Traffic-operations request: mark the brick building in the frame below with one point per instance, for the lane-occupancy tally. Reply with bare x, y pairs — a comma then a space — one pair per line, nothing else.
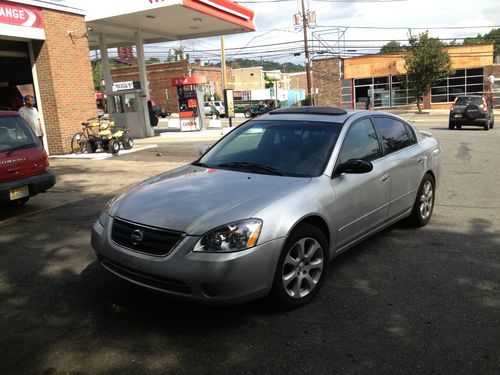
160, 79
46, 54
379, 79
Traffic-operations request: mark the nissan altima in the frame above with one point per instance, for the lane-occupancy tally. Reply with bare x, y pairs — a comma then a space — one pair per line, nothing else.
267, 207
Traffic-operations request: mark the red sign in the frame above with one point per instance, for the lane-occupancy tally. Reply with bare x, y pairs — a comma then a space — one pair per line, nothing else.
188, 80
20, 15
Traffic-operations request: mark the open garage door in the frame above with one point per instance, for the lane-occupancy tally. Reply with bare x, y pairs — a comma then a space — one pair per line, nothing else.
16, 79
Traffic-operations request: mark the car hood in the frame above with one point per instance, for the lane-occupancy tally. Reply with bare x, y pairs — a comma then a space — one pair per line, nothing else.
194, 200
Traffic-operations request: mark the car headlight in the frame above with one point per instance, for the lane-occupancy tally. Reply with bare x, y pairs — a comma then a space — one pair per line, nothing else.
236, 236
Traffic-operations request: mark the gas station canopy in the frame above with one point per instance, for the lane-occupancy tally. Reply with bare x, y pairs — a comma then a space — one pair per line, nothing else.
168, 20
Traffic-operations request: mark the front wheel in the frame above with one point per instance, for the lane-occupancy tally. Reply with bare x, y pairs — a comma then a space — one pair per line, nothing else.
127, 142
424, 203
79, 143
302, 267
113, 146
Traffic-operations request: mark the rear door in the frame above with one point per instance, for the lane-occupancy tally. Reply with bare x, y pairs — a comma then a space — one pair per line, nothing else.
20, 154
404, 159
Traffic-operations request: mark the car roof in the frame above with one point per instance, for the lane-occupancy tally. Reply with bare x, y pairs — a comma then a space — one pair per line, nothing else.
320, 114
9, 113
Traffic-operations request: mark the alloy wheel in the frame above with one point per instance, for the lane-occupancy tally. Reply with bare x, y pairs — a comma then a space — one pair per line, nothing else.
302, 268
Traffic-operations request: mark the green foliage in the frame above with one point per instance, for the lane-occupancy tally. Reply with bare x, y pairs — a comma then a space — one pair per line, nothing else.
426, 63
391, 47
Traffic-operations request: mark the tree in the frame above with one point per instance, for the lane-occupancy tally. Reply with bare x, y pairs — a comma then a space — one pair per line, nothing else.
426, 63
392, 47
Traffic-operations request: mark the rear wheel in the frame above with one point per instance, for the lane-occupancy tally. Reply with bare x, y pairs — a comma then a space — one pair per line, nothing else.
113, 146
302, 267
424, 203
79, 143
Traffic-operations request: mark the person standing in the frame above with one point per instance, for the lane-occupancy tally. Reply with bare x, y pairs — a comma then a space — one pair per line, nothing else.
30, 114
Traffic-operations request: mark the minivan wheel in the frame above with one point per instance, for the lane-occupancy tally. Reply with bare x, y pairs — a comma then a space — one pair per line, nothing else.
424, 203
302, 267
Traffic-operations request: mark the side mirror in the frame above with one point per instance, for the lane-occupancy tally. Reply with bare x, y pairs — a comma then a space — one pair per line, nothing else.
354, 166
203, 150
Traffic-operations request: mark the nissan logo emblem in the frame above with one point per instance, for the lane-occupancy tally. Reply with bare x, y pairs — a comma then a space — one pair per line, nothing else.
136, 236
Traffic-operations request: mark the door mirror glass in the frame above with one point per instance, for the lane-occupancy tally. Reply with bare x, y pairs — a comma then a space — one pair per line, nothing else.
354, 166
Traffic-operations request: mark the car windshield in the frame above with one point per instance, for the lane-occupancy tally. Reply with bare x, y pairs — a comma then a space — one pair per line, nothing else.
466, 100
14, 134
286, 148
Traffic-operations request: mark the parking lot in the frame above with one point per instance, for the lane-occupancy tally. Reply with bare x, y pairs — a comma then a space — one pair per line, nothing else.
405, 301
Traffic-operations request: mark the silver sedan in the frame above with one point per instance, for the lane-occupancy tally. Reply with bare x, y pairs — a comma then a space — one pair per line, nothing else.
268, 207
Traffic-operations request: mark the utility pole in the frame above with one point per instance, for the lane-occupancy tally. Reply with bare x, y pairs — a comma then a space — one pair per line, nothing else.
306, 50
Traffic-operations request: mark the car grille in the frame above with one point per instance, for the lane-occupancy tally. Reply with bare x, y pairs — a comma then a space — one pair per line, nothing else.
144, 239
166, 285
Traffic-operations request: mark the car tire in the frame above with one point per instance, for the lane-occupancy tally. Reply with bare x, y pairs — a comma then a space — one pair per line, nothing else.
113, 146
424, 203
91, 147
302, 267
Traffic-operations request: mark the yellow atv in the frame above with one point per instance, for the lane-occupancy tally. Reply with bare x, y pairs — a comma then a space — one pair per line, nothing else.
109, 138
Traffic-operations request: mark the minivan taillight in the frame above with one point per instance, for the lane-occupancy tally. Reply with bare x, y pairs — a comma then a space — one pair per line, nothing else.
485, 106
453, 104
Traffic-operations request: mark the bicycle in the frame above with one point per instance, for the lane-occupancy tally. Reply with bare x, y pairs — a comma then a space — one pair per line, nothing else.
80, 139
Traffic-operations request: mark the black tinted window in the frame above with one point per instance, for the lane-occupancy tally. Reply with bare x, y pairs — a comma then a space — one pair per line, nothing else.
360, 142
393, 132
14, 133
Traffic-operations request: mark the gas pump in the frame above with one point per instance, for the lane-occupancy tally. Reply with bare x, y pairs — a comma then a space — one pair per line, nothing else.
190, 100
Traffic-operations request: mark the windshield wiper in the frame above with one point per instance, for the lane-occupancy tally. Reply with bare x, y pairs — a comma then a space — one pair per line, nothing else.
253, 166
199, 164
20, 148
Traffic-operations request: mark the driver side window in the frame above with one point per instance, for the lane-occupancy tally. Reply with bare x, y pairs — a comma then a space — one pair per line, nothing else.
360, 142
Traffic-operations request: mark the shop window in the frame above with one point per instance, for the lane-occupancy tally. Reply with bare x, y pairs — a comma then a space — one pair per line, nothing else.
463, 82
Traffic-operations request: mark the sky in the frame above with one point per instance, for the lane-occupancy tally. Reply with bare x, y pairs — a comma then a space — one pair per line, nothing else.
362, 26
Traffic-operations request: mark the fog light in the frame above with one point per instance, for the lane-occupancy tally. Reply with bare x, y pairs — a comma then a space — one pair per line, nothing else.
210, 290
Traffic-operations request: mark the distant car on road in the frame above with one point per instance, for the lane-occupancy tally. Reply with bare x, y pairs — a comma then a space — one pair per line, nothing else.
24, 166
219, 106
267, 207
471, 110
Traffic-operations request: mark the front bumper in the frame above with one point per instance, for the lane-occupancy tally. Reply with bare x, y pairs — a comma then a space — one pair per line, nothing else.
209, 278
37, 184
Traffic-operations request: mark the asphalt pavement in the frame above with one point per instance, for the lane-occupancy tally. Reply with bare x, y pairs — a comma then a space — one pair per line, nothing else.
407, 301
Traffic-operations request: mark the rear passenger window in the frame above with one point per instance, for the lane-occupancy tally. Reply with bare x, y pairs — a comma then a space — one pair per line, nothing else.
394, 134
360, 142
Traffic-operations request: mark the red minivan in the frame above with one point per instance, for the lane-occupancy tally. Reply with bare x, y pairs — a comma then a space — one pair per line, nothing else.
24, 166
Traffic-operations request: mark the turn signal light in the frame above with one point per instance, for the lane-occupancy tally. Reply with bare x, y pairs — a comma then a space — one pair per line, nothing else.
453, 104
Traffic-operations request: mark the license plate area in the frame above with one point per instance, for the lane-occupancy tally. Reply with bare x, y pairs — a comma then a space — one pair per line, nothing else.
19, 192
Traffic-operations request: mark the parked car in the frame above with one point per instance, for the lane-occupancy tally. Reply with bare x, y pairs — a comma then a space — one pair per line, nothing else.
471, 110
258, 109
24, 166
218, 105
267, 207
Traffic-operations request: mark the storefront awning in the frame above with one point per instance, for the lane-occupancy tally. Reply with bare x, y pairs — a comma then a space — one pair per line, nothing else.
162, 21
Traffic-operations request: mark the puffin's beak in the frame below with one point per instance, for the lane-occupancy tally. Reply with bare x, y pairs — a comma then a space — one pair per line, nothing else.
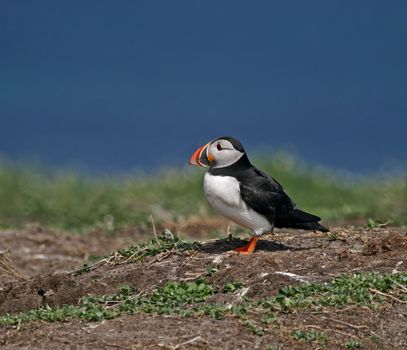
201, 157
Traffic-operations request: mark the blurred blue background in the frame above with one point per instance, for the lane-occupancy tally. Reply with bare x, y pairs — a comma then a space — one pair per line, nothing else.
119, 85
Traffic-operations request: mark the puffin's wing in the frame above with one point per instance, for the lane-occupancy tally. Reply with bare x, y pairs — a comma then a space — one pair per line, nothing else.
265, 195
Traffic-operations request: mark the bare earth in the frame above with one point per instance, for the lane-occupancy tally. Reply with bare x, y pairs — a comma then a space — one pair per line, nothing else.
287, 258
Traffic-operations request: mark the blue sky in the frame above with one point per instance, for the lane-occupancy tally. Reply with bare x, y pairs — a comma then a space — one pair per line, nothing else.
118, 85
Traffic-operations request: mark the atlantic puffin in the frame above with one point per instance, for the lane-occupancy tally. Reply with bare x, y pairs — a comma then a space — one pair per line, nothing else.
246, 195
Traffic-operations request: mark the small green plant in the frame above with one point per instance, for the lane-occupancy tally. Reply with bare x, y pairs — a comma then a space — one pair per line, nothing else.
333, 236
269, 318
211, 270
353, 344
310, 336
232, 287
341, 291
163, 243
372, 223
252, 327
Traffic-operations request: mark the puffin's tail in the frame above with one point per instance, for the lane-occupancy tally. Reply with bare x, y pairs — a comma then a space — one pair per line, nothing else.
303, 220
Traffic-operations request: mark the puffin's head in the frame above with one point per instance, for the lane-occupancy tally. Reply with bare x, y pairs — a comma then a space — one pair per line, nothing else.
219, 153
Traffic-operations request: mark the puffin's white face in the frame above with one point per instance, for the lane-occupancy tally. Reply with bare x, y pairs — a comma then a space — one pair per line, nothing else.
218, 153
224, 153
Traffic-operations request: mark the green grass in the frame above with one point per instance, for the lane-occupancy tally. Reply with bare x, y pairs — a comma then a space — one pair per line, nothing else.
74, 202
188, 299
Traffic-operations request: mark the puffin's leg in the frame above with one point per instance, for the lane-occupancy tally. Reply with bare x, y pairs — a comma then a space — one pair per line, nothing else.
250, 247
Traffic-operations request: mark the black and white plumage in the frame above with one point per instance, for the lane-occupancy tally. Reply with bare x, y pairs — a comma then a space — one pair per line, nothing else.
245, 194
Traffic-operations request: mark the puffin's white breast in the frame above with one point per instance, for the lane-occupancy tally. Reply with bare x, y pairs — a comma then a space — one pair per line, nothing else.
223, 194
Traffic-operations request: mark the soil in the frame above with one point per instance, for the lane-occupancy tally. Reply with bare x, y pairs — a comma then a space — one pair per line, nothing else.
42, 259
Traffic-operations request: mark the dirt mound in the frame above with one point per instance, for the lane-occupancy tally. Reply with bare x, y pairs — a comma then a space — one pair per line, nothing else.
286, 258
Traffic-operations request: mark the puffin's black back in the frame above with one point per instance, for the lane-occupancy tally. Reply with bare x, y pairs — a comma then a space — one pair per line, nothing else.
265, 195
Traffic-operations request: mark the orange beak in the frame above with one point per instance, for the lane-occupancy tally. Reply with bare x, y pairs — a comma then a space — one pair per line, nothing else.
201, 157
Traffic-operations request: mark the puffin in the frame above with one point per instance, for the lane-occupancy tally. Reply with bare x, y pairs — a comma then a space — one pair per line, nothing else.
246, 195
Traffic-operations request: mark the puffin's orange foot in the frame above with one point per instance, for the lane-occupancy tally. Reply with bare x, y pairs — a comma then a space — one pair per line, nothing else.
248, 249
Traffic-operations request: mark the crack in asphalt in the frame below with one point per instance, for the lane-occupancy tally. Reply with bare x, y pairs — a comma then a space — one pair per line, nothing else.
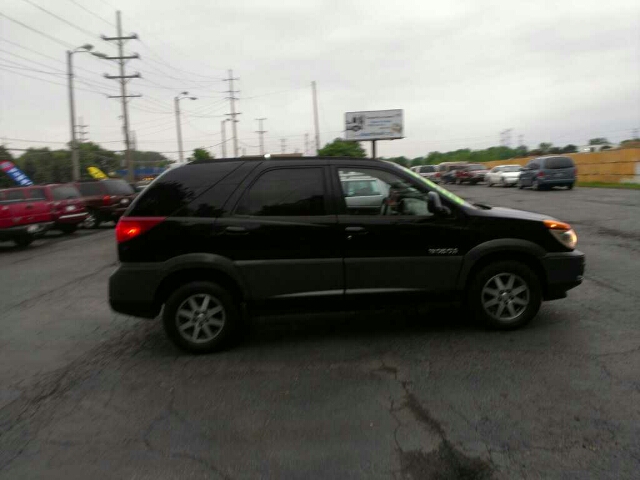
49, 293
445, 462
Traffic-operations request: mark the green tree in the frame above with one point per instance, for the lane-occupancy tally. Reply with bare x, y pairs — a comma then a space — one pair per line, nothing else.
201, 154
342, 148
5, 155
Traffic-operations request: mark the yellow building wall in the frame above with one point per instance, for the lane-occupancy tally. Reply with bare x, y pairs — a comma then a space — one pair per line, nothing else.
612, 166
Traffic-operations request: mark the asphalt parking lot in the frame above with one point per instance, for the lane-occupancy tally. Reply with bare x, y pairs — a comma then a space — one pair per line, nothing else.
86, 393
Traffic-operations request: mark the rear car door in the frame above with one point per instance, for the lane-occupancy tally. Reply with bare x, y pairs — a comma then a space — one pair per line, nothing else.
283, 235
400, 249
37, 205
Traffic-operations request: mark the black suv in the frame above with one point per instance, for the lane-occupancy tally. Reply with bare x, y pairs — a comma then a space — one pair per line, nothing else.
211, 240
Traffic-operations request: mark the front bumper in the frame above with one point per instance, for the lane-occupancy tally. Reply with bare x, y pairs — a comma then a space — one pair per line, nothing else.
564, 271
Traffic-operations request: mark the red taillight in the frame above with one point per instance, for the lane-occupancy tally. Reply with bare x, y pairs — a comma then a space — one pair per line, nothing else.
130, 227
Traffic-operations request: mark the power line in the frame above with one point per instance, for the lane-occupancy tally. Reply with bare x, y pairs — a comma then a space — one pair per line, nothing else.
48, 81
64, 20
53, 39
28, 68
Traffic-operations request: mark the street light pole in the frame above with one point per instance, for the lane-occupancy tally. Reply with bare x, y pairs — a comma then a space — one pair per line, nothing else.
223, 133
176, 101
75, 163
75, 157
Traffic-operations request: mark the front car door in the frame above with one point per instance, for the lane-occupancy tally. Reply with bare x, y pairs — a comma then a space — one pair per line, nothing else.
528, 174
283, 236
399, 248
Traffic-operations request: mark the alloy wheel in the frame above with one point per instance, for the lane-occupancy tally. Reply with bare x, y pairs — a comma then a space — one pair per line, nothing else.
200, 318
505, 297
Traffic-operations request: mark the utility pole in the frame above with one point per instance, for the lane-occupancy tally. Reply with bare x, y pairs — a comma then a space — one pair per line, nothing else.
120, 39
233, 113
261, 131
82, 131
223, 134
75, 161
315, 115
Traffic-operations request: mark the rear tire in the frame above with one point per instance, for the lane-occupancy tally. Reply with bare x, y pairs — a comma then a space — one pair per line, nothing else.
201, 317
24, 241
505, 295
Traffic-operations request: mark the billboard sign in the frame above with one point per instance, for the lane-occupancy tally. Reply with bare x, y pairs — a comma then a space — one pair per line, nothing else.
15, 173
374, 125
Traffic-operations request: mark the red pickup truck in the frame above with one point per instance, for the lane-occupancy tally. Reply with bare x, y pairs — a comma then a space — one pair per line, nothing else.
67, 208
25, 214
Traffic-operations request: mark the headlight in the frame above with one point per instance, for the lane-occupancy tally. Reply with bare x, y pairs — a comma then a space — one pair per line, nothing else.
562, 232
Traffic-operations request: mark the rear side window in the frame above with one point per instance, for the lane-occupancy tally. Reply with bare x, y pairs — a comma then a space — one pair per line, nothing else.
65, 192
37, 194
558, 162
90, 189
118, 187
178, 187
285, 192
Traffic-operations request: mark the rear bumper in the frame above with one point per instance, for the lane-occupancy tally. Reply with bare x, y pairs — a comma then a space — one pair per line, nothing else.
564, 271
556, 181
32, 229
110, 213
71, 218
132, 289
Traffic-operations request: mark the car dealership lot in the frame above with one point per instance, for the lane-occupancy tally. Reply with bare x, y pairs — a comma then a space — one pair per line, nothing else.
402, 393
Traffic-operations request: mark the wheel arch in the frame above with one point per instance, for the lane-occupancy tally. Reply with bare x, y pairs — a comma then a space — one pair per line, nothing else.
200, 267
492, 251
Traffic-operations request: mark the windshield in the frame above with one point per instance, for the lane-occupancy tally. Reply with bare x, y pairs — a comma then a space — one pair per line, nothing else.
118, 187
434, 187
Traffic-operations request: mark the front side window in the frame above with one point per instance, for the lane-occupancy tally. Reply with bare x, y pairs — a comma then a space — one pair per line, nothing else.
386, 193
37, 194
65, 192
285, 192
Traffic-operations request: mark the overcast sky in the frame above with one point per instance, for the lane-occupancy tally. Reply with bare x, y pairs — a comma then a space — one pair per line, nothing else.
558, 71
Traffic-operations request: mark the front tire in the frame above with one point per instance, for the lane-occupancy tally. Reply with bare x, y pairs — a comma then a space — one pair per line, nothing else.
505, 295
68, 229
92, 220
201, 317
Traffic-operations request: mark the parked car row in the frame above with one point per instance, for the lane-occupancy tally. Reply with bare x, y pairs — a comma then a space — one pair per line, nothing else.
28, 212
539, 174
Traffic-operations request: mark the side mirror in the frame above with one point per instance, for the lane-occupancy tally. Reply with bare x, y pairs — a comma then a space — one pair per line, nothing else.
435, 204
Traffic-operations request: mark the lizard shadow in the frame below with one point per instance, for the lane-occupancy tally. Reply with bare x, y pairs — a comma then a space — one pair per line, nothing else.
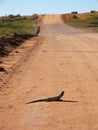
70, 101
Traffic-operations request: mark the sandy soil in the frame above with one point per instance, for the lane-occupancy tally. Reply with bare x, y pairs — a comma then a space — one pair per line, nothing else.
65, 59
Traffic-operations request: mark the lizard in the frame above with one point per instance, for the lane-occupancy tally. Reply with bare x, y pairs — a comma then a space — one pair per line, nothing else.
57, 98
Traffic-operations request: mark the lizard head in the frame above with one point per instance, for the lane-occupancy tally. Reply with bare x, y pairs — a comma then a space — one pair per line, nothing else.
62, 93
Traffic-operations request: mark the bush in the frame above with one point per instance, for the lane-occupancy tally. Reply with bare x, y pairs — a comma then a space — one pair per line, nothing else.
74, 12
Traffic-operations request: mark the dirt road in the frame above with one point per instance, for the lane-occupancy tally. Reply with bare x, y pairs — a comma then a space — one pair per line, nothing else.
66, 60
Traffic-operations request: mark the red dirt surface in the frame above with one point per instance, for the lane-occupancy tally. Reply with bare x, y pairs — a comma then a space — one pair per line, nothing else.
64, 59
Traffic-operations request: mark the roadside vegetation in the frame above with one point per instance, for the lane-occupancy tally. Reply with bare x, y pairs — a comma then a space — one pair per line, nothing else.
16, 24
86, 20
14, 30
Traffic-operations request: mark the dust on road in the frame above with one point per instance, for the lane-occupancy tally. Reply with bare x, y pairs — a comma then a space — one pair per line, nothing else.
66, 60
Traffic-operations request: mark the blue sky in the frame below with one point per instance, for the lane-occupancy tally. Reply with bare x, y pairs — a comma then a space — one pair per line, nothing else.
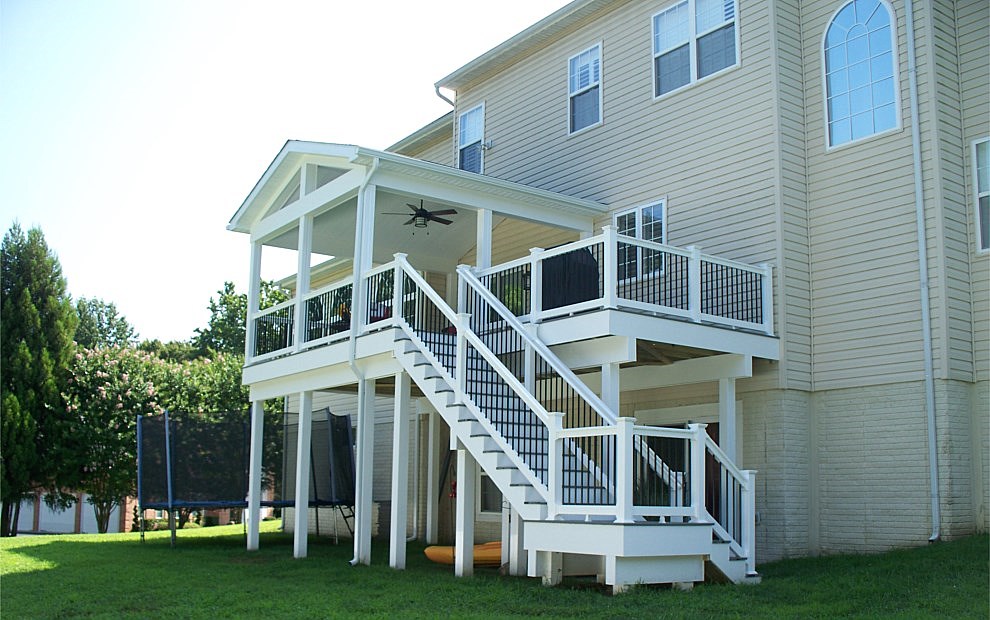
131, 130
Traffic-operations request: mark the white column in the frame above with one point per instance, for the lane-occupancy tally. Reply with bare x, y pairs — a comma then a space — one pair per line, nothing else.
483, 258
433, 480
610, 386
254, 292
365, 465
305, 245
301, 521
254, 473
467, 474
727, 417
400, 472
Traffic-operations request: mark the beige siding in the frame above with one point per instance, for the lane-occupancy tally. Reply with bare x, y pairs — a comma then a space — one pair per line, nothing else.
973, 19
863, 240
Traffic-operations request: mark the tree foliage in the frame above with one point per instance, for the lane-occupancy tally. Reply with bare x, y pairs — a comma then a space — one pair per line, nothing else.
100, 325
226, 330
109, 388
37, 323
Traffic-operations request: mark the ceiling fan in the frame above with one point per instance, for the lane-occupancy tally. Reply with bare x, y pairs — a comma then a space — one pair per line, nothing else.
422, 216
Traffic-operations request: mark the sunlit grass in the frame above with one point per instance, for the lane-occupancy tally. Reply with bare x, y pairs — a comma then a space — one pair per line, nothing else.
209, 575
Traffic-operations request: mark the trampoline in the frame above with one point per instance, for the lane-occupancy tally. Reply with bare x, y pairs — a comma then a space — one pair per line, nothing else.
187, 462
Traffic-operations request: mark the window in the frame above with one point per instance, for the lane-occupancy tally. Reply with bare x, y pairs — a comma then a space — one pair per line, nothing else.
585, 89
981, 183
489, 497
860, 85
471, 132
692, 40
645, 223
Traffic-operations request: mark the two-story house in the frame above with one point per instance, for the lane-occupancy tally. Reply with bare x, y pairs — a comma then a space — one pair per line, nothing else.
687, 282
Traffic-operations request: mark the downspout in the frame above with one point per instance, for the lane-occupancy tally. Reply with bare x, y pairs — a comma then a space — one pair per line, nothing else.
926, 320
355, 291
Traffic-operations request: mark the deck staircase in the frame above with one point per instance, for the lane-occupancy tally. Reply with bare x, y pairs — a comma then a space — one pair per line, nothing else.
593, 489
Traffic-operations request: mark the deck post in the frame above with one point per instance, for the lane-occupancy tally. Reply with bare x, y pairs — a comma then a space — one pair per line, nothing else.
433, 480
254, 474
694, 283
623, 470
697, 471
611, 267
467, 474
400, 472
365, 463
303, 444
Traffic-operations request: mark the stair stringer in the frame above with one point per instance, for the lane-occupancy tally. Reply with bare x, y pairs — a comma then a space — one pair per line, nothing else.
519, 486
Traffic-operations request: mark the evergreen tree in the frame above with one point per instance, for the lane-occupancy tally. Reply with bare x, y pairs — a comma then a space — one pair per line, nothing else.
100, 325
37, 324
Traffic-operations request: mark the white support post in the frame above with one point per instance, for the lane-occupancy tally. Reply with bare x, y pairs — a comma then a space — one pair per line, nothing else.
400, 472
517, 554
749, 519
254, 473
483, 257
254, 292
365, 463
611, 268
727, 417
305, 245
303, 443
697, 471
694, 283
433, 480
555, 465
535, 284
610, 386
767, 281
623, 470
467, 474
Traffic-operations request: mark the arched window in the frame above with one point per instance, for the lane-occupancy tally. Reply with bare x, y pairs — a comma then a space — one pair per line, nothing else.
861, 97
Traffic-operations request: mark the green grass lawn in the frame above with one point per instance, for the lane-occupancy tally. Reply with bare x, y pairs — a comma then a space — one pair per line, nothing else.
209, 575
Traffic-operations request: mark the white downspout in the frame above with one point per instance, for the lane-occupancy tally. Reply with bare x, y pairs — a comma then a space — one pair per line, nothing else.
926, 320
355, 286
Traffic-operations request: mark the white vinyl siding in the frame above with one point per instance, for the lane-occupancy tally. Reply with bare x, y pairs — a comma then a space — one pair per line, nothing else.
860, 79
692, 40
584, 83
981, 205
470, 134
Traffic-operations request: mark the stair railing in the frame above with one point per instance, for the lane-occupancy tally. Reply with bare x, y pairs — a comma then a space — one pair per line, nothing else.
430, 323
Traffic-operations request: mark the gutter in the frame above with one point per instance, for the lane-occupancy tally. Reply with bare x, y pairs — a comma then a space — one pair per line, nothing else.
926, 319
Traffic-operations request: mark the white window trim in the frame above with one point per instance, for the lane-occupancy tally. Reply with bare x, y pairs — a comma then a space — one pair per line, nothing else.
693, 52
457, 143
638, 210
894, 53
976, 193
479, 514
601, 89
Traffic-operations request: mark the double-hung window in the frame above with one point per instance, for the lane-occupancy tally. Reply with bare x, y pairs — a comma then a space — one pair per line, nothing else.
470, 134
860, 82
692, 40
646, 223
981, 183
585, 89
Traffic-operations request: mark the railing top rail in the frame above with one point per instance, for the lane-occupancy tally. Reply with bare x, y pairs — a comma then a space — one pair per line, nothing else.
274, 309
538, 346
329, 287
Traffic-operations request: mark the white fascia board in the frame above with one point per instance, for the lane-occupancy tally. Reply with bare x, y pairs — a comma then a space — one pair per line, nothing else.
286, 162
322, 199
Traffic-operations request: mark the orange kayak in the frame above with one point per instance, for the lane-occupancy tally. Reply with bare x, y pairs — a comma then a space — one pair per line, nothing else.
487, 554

• • • • •

## EXERCISE AIM:
Output exactly the lines between the one containing "Traffic-operations request: mark the double-hung" and the final line above, both inclusive.

## THE OUTPUT:
Traffic-operations request: mark the double-hung window in the frame above with one point per instance, for the lane-occupancy tally. Reply with bare x, y pairs — a comma then a space — one pair per line, nothing else.
470, 134
860, 82
692, 40
646, 223
981, 183
585, 89
Traffic-operations request: mark the railing top rail in the frame above with one point per instance, for the lane-occupancy tally. Reply with bare x, y pairs — a comma then a space — one pair per line, nothing else.
274, 309
538, 346
329, 287
Traffic-operations request: mark the white fascia board in the frame above with one point per instance, for the lane-occupancy tally. Reply with bare x, y pairs — a comma then a space — one pair per line, nothing else.
286, 162
322, 199
Traffic-operations request: mark the orange kayak in the frame above with one point per instance, for the lane-occupancy tally. Reply with bare x, y pairs — a comma then a space — one pair per line, nothing else.
487, 554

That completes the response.